What the task requires:
Arrange the lines of the records below as a Markdown table with the columns Row and Line. Include only the lines from the one containing "Please annotate the blurred grass" through the end of the records, number each row, and leave out blank lines.

Detection annotation records:
····················
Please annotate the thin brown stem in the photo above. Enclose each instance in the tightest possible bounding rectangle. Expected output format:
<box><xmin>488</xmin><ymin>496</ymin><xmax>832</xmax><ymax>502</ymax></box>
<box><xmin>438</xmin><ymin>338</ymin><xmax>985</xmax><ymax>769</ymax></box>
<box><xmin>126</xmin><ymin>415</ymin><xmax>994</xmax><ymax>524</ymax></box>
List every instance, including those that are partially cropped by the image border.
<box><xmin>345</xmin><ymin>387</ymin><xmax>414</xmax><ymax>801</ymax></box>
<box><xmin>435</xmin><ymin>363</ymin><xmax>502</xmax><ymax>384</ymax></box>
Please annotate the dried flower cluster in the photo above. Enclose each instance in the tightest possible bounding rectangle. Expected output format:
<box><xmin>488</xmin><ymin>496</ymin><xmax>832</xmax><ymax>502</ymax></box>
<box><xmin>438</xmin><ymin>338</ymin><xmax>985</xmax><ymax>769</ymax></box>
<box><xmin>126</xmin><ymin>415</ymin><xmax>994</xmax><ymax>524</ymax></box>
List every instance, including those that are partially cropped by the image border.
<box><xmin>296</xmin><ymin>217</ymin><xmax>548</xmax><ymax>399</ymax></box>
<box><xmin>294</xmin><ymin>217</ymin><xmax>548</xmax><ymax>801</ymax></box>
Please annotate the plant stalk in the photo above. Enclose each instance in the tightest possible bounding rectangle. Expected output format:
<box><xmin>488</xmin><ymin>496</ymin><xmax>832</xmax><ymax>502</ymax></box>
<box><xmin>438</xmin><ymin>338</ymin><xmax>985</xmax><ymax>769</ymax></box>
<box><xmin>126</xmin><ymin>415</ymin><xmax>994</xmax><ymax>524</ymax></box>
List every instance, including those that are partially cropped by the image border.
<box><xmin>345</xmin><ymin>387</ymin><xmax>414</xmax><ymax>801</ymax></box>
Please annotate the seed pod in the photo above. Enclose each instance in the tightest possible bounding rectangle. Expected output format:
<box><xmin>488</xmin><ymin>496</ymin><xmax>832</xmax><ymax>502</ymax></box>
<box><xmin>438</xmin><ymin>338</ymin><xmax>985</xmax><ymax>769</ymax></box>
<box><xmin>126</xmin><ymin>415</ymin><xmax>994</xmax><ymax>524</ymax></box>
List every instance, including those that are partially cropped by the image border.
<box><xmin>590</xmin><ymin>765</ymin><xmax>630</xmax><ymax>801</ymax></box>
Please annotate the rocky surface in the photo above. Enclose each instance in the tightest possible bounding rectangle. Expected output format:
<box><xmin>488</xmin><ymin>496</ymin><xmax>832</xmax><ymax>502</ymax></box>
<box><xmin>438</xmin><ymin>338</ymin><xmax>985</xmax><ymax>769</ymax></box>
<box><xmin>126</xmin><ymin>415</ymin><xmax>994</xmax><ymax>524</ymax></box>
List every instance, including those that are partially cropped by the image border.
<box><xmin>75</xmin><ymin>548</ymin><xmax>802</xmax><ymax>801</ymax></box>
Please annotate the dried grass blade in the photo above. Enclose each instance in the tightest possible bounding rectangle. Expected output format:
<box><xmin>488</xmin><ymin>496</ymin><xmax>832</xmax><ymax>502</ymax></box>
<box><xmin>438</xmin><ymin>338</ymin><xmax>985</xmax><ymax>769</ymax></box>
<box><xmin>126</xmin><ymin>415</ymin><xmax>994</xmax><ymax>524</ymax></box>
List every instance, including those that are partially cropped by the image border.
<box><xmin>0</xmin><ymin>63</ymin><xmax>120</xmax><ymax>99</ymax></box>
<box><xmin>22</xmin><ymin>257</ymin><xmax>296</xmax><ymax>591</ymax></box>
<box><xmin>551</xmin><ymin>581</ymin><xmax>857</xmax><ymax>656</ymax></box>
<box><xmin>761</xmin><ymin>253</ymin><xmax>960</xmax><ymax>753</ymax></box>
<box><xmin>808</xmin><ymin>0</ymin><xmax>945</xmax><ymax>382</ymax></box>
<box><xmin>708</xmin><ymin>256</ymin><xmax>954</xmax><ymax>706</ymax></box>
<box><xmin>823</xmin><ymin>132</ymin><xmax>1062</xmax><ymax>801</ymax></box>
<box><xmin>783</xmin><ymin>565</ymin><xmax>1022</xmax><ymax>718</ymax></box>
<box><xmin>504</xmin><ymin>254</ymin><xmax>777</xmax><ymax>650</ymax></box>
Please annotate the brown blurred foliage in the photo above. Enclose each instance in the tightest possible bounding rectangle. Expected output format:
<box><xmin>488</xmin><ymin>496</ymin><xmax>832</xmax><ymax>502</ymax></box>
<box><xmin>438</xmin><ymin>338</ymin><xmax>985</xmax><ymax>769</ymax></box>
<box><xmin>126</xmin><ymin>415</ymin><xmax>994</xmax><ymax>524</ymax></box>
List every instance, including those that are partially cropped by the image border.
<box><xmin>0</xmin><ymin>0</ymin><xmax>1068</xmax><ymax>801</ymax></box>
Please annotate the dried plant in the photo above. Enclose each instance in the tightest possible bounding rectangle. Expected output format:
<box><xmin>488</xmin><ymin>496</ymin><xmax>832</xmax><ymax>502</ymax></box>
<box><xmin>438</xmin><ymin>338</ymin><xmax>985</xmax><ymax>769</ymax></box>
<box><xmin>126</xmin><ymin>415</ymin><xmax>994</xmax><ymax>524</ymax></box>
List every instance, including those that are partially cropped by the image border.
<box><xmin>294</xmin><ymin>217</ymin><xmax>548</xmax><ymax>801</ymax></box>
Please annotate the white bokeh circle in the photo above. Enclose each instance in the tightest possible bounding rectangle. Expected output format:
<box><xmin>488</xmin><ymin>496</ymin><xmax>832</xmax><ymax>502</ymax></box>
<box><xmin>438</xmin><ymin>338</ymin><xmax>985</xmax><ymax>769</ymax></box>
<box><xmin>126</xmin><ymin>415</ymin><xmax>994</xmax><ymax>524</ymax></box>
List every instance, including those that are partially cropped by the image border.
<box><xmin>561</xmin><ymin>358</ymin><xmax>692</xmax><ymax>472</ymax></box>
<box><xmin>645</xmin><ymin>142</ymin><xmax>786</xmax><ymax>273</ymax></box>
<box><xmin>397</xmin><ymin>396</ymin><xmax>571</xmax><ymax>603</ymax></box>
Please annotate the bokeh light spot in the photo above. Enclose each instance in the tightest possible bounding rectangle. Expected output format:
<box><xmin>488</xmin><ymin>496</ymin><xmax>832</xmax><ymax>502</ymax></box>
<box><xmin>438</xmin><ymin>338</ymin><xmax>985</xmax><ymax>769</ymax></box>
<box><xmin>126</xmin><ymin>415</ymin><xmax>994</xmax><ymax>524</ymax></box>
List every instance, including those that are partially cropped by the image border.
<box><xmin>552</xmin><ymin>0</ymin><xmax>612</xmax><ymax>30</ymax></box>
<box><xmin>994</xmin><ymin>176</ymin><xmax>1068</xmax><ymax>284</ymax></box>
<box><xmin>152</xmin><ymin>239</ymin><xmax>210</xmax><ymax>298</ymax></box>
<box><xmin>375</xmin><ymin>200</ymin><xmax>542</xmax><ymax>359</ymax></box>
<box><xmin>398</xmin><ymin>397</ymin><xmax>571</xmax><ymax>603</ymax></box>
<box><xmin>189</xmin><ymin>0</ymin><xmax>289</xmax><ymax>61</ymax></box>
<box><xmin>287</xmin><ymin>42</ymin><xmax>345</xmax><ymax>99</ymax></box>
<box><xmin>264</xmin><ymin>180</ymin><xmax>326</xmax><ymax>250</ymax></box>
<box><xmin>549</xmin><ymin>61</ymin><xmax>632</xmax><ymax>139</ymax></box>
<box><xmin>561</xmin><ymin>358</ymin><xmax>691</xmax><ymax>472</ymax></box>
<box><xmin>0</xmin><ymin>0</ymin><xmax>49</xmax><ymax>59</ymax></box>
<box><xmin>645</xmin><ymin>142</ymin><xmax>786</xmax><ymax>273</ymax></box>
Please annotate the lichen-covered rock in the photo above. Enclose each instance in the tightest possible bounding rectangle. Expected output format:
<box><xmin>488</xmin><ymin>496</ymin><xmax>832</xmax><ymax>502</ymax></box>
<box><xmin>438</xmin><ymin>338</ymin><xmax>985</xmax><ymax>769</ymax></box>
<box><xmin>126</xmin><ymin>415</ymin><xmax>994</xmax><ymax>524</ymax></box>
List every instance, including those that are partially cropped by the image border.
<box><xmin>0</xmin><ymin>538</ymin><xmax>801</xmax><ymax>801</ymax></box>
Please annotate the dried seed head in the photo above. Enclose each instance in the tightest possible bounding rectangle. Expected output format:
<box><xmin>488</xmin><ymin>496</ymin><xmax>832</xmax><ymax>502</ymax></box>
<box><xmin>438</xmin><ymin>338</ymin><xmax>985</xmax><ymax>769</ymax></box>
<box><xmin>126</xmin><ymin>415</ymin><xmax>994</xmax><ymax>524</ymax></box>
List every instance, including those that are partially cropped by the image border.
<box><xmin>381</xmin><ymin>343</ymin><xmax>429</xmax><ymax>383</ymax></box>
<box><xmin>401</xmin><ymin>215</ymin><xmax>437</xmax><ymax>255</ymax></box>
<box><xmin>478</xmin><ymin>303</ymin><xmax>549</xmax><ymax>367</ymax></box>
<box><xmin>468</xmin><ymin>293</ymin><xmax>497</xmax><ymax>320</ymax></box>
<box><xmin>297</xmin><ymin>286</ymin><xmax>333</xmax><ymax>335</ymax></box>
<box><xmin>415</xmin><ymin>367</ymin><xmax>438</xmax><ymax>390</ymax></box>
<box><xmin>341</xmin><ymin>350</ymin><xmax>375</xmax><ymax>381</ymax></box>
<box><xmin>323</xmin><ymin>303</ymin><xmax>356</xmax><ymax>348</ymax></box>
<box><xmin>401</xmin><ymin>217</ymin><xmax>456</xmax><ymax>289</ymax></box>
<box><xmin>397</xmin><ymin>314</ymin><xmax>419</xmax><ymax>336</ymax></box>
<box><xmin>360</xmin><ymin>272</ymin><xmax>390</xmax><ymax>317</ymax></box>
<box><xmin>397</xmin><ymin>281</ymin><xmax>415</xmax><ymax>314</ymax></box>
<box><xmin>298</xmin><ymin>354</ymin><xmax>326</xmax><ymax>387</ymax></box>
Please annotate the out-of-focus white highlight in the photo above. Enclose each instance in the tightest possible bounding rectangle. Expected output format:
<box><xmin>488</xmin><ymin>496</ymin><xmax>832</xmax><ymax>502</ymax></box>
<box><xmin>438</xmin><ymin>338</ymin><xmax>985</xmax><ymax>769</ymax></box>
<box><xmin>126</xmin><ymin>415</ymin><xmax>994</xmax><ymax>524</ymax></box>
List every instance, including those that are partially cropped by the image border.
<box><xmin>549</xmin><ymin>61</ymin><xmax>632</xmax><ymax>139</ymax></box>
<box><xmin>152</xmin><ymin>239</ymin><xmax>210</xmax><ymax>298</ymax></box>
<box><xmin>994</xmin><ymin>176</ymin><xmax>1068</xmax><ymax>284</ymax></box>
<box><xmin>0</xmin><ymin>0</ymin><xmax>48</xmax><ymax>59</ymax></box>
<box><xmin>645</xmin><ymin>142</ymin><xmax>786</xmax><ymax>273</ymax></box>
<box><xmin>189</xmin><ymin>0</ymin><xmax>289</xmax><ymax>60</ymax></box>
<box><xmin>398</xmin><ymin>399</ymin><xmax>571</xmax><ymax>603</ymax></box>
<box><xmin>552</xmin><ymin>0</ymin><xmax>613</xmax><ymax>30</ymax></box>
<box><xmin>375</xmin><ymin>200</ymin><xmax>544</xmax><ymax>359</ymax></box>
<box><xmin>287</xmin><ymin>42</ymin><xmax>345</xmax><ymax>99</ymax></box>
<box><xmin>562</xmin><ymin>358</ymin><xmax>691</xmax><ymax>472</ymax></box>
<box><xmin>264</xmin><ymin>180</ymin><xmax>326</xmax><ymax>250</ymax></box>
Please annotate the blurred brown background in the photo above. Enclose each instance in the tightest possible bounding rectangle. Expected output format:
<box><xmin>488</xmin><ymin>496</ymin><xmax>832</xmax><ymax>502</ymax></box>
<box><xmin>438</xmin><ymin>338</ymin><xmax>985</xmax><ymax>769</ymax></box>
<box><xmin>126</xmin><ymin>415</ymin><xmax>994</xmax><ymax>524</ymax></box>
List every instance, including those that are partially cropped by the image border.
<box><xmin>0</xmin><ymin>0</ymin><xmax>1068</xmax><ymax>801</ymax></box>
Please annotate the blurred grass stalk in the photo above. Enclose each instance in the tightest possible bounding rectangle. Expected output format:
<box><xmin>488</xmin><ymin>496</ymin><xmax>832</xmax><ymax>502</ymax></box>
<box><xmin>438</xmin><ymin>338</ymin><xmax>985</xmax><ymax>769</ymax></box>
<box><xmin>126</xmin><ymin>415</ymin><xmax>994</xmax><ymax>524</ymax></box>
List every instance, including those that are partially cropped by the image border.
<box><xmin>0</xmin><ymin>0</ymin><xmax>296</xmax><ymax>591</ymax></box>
····················
Answer to the problem:
| Row | Line |
|---|---|
| 1 | Please annotate the blurred grass stalk in the photo above. Enclose each instance in the tightest possible bounding rectangle. Expected output format: |
| 2 | <box><xmin>488</xmin><ymin>496</ymin><xmax>832</xmax><ymax>502</ymax></box> |
| 3 | <box><xmin>438</xmin><ymin>338</ymin><xmax>985</xmax><ymax>769</ymax></box> |
| 4 | <box><xmin>126</xmin><ymin>415</ymin><xmax>994</xmax><ymax>524</ymax></box> |
| 5 | List every instance, including those that are partially cropped by the image border. |
| 6 | <box><xmin>0</xmin><ymin>0</ymin><xmax>296</xmax><ymax>591</ymax></box> |